■ What you have to do: Please copy the part of the listing that begins with the line containing "Can you find the black glove?" and ends with the line containing "point(564, 414)", replacing "round badge patch" with "circular badge patch" and leaving everything else as it is.

■ Materials provided:
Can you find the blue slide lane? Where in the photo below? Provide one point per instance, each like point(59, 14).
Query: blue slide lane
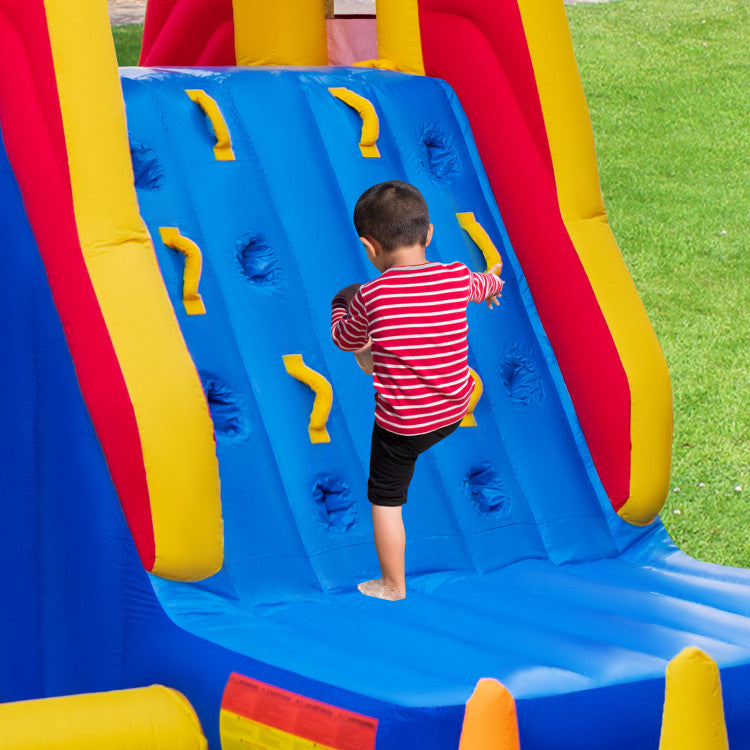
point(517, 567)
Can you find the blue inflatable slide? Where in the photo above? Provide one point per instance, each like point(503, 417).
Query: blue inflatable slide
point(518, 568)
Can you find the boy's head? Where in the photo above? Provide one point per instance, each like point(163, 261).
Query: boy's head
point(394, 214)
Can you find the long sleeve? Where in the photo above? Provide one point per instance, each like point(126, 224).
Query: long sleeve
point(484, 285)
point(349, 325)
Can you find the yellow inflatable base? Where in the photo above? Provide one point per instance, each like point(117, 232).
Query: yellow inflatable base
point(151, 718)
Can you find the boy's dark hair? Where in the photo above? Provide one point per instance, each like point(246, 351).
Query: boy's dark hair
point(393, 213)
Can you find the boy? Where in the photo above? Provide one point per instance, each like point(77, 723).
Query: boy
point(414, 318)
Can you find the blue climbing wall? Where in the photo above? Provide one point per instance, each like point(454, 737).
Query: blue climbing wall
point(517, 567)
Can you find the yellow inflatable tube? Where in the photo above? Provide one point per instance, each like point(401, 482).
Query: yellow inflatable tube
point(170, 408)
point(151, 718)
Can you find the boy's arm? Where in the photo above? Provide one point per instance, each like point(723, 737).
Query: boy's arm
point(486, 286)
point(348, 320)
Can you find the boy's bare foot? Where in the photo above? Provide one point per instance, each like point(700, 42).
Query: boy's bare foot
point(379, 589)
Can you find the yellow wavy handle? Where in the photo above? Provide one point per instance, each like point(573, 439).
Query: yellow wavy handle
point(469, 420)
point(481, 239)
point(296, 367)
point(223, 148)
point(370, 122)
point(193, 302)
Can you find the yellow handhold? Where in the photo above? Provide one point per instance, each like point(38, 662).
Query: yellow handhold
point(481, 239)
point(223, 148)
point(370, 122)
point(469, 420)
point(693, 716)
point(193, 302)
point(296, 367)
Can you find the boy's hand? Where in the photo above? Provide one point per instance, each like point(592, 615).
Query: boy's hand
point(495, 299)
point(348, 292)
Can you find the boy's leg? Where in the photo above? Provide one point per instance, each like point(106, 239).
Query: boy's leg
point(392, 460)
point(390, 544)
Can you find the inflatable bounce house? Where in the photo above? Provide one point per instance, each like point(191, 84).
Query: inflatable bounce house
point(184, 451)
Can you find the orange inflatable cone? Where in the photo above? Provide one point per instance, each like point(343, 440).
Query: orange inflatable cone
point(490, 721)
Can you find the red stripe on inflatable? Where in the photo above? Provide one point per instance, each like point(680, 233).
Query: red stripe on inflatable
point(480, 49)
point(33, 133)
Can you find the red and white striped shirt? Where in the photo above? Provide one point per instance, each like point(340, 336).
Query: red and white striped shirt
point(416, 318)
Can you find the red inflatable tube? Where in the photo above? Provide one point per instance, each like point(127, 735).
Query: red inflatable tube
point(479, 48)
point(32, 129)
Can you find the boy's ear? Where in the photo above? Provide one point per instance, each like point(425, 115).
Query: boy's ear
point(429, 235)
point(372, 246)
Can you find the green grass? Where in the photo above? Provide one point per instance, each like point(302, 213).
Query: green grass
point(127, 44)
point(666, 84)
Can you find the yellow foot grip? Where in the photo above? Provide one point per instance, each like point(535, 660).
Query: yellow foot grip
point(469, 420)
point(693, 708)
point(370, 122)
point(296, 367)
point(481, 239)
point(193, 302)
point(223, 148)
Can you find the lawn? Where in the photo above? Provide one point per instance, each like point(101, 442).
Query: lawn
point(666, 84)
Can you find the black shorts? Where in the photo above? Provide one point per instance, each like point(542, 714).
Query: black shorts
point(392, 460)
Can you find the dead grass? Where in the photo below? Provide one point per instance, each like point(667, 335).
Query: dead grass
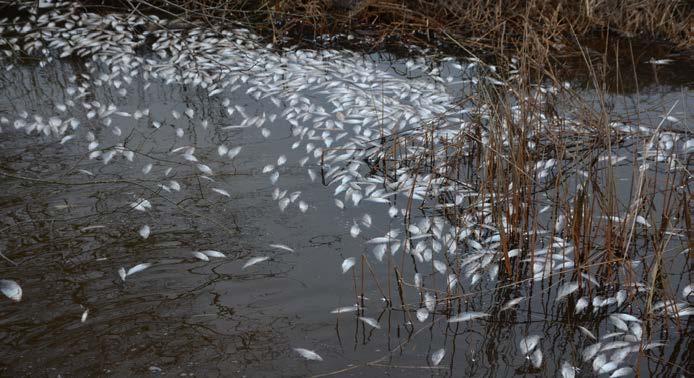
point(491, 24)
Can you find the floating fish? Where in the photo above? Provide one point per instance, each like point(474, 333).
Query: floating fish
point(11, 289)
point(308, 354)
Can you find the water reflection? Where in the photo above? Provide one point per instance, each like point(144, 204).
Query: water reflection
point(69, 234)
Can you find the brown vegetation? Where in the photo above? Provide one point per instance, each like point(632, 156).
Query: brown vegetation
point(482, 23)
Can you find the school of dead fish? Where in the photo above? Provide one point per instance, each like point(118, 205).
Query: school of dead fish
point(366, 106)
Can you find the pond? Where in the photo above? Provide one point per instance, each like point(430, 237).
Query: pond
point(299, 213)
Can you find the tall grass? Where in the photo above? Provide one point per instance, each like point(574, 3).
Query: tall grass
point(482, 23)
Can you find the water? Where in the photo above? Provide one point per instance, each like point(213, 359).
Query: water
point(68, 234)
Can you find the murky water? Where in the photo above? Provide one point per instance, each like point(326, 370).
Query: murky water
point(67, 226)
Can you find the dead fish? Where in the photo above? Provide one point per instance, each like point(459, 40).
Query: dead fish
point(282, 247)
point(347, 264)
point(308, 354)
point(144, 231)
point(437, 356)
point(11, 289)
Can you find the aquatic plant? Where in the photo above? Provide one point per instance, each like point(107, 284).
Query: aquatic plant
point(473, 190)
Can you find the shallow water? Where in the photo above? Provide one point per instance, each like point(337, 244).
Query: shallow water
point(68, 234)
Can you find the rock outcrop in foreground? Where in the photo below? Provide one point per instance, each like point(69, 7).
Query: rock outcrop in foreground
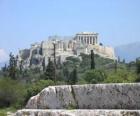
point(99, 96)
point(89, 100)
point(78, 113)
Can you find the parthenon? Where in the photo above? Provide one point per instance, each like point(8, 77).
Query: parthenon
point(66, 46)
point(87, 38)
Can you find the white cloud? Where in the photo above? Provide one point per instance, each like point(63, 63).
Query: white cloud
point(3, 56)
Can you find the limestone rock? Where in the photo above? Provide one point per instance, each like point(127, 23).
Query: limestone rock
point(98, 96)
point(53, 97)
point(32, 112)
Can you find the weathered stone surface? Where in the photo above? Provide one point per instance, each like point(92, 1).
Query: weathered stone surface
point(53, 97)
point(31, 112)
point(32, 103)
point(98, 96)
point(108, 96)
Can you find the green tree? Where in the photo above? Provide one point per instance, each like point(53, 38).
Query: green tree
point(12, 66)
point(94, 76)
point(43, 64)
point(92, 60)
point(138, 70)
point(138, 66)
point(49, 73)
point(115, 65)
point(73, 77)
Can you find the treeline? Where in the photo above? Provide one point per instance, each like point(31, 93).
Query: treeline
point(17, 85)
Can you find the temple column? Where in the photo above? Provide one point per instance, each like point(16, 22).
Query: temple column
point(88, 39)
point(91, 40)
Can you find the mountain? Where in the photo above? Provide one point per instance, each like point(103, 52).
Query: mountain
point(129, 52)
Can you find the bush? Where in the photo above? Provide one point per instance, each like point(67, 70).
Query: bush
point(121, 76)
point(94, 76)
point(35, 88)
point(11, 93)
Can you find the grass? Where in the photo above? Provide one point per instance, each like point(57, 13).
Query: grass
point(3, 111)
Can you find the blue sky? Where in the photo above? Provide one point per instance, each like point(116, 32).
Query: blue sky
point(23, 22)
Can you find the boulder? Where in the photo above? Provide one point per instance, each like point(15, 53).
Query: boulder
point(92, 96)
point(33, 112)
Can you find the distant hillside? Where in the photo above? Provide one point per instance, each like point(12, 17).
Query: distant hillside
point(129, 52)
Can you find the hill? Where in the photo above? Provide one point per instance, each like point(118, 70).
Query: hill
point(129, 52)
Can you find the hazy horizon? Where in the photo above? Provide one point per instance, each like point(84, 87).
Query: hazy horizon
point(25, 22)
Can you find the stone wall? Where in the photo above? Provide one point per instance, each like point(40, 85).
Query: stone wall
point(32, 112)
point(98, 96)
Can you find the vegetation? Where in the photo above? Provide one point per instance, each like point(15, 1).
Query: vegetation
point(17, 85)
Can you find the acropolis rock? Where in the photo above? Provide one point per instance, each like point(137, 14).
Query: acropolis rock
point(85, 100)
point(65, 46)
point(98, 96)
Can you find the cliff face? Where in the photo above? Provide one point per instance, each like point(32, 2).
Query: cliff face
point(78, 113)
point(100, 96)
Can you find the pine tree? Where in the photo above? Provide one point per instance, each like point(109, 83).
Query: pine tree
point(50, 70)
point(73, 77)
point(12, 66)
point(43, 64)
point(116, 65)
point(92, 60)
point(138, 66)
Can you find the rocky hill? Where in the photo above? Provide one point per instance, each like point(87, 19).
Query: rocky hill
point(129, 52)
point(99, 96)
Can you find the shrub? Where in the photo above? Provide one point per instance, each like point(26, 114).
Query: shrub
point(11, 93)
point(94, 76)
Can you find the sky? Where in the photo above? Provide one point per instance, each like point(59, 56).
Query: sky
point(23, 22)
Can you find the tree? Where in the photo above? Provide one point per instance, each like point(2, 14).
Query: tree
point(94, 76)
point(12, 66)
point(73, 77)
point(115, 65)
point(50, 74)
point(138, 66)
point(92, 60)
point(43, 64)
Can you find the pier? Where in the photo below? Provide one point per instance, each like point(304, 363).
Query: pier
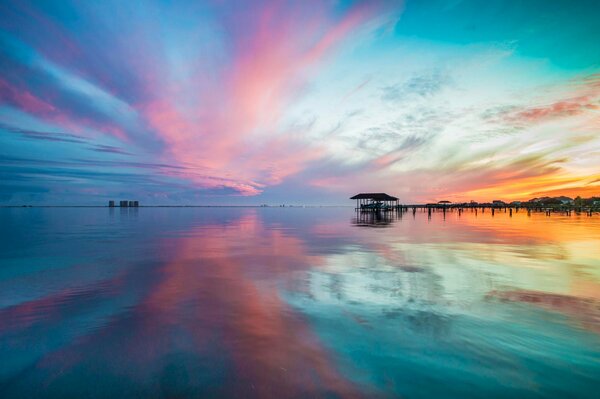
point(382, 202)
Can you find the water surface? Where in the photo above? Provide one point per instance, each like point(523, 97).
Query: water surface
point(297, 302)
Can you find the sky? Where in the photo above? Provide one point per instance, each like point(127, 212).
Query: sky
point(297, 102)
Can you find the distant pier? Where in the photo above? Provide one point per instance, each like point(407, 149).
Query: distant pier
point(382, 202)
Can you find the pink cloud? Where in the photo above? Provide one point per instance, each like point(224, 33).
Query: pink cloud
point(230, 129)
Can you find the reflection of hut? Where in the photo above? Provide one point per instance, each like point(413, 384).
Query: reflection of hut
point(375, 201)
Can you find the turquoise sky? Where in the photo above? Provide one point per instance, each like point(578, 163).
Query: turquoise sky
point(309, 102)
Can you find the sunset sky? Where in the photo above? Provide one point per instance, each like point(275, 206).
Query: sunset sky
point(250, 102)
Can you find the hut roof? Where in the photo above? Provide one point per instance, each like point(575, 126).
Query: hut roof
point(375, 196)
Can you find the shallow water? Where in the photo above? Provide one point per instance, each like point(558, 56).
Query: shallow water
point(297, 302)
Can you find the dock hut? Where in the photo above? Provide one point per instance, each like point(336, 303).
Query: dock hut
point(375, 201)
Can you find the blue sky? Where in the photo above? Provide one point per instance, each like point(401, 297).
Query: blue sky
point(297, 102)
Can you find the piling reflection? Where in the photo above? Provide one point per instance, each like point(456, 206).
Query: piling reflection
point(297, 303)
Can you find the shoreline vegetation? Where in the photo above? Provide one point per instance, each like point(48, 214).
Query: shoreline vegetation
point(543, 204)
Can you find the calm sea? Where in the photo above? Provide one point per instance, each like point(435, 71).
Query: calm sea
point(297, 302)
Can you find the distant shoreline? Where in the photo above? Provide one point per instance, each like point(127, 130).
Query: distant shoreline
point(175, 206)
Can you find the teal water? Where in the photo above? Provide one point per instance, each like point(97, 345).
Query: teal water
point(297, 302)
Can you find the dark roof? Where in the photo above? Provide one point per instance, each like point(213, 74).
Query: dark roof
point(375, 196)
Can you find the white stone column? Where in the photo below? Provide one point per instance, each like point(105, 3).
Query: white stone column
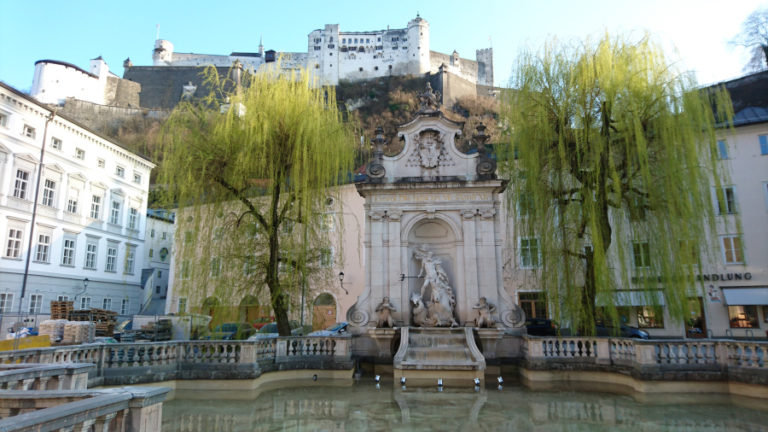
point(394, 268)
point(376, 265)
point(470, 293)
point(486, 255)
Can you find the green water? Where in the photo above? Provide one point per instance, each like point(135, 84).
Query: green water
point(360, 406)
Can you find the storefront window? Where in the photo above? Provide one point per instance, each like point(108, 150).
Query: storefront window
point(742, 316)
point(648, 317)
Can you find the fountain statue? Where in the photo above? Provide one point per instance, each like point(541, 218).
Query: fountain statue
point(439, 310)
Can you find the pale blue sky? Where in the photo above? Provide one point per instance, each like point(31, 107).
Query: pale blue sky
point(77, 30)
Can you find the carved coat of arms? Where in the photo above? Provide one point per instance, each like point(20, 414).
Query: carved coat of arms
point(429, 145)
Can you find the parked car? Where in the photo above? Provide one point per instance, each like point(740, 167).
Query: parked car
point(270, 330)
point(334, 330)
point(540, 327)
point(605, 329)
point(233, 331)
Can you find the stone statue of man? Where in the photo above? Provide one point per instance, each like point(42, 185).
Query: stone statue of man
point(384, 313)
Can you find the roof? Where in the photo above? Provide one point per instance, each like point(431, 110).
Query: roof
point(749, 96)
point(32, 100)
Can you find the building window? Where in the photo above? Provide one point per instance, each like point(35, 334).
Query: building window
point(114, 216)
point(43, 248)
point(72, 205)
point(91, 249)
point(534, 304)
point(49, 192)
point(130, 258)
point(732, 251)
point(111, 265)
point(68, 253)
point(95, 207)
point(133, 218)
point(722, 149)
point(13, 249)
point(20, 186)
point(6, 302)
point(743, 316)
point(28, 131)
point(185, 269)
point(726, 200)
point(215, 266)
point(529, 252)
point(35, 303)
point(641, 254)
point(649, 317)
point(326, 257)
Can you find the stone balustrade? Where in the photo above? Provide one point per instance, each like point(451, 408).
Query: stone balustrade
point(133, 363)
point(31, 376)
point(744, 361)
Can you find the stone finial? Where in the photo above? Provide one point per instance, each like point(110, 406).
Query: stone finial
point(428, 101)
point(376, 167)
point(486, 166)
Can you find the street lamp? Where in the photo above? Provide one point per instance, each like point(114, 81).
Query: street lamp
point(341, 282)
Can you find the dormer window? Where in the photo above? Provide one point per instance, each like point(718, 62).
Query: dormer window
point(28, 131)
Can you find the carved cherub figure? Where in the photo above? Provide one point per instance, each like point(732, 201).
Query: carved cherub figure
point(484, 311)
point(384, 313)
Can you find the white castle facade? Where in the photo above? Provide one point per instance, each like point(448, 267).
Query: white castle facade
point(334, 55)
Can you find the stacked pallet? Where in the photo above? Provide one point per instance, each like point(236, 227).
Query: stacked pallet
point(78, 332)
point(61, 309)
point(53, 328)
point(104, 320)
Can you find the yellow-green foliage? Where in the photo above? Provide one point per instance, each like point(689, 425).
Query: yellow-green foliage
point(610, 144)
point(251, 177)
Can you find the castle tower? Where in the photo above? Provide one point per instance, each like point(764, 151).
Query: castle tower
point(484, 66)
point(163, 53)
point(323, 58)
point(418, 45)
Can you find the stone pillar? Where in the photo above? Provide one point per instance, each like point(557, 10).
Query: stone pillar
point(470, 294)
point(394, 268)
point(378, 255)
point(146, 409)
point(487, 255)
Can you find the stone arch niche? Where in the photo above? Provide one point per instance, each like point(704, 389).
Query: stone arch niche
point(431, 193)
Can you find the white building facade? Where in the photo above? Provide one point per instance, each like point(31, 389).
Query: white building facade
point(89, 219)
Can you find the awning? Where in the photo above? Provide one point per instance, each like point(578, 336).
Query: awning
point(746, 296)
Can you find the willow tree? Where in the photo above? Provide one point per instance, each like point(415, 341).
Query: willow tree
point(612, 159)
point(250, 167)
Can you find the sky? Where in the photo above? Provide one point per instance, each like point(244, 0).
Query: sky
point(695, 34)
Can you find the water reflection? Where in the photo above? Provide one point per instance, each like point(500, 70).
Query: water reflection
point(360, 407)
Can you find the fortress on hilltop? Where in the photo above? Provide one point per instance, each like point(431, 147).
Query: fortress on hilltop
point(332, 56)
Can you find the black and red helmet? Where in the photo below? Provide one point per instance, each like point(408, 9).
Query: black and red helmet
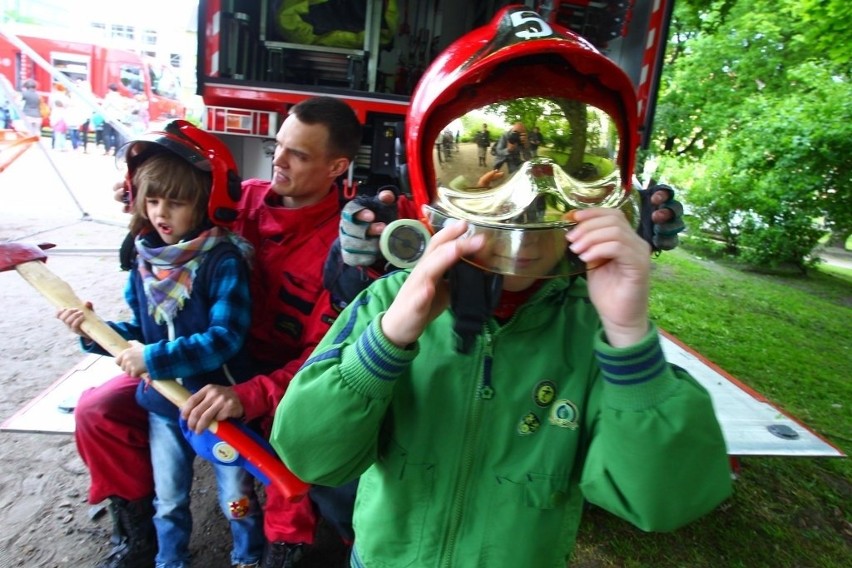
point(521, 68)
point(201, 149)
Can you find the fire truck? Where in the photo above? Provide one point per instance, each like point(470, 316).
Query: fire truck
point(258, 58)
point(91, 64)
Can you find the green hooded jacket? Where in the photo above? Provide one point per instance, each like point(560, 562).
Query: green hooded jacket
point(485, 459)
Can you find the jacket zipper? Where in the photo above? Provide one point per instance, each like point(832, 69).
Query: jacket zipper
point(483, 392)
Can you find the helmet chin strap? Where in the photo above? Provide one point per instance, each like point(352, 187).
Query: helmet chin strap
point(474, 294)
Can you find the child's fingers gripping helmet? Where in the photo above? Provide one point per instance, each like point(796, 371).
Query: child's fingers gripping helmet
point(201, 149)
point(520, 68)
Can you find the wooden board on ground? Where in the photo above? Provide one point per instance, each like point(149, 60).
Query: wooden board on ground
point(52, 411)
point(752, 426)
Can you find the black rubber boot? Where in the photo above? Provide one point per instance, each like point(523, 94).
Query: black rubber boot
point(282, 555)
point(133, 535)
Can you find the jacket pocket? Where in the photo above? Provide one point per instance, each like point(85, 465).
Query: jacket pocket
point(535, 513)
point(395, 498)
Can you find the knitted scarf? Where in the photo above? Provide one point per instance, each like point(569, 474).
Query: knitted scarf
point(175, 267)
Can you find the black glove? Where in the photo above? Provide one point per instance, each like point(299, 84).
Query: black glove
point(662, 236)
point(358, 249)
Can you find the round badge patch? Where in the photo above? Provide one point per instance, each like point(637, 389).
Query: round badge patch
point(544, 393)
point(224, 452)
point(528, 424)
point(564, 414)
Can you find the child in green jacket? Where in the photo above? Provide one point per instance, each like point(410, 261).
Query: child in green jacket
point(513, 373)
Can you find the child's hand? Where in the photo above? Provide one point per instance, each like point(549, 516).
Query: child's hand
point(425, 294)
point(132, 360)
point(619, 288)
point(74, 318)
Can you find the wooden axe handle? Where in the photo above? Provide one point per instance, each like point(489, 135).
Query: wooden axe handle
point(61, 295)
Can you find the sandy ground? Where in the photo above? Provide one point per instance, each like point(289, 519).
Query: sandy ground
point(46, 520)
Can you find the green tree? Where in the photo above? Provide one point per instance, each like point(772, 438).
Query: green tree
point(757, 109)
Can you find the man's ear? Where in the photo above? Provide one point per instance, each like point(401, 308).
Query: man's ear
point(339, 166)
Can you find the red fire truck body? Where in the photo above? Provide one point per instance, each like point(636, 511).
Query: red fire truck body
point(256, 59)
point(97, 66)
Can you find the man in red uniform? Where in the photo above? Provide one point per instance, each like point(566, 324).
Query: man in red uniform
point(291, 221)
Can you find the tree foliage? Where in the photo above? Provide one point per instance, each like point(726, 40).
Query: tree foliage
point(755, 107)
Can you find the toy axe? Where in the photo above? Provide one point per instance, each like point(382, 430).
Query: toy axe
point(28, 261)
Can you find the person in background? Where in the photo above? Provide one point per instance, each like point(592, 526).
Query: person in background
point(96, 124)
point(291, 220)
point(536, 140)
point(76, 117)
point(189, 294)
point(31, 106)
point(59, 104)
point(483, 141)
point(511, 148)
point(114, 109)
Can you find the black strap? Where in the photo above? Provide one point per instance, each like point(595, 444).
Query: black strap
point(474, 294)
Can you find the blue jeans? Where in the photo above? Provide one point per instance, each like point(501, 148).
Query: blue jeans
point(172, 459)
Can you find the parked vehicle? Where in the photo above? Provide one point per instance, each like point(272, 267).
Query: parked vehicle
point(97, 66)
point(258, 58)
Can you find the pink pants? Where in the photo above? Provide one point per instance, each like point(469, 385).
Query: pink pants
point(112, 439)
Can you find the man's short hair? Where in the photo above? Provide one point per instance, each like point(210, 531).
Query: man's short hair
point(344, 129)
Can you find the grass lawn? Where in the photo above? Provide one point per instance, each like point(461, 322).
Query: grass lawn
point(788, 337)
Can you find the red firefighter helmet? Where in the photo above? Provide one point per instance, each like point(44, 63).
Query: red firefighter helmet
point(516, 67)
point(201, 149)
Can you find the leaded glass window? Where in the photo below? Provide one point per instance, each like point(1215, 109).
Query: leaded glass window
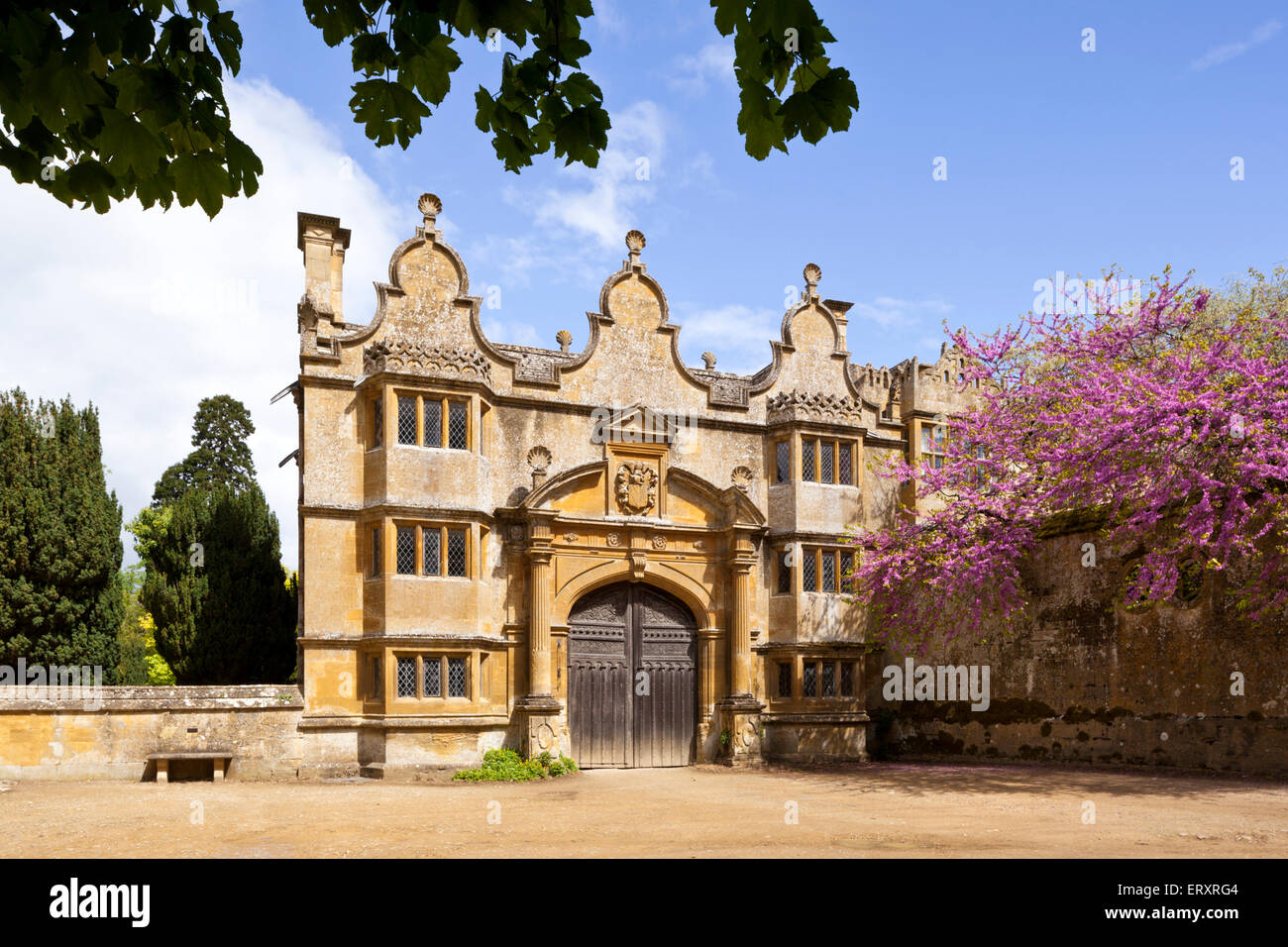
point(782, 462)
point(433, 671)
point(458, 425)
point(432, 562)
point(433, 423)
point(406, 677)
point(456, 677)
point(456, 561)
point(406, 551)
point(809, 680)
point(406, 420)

■ Answer to the task:
Can you find the black glove? Where in the photo above? Provide one point per instance, each like point(299, 84).
Query: black glove
point(662, 236)
point(358, 249)
Can you find the circular badge patch? Where in the photo above? Provide one point per instance, each like point(637, 389).
Query: circular badge patch
point(544, 393)
point(224, 452)
point(528, 424)
point(564, 414)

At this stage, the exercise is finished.